- **Source passage**
════════

Lamè’s parameters for viscothermoelastic materials have the following forms:

\begin{matrix} λ = λ_{0} (1 + λ_{1} \frac{\partial}{\partial t}), μ = μ_{0} (1 + μ_{1} \frac{\partial}{\partial t}), \\ β = (3 λ + 2 μ) α_{T} \end{matrix}

(7)

Problem formulation

We take that there are small deflections in a thin thermoelastic nanobeam of length $ℓ (0 \leq x \leq ℓ)$ , width $- b / 2 \leq y \leq b / 2$ , and thickness $- h / 2 \leq z \leq h / 2$ . We take that x, y, and z-axes are regarded as the longitude, width, and thickness of the beam, respectively as in Figure 1.

Figure 1.

Isotropic rectangular thermoelastic nanobeam.

In a state of equilibrium, the beam is not strained, not stressed, and free of mechanical damping, and the temperature is $T_{0}$ .⁶

The Euler-Bernoulli equation is considered in this study. While a result, we start with a plane’s cross-section that is initially perpendicular to the x-axis and stays level and perpendicular to the neutral surface as bending occurs.⁴⁵

Then, the displacement components can be formed as:

(u, v, w) = (- z \frac{\partial w (x, t)}{\partial x}, 0, w (x, t))

(8)

The equation of motion is given as:

\frac{\partial^{2} M (x, t)}{\partial x^{2}} + ρ A \frac{\partial^{2} w (x, t)}{\partial t^{2}} = 0

(9)

════════

[Records of coordinate annotations]
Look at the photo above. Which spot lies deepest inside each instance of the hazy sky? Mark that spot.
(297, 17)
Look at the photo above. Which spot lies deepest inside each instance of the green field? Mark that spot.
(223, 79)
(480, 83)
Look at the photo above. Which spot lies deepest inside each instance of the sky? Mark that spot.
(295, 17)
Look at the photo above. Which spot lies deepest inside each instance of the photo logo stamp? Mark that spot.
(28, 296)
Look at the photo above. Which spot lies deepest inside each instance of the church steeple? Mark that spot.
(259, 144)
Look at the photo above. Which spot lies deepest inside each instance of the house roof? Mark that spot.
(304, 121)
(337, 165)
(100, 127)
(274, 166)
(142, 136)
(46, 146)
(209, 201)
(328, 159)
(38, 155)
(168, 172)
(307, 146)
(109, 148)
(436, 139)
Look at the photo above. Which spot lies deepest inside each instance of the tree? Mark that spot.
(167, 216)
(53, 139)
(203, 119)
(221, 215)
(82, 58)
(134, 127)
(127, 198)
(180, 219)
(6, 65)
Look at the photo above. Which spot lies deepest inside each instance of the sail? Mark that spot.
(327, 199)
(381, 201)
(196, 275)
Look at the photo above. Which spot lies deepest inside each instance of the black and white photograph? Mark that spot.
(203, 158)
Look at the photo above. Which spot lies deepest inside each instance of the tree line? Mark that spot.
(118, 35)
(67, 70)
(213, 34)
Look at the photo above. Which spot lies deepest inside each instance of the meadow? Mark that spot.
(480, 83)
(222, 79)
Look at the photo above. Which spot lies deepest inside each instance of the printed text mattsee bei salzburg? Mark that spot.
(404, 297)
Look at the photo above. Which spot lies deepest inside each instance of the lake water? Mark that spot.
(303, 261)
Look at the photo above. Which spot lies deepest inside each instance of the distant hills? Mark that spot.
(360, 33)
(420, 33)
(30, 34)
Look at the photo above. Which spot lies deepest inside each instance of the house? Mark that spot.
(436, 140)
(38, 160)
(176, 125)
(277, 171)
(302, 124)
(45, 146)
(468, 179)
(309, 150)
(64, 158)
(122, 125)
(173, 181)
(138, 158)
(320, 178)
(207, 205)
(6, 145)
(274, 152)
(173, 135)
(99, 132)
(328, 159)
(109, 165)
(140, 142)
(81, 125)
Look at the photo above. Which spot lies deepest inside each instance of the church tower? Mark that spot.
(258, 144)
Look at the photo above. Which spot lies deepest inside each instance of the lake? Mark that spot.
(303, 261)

════════

- **Objective**
Which equation does the nanobeam passage say is considered in the study? You won't need the lines for this.

- **Response for this exercise**
The Euler-Bernoulli equation.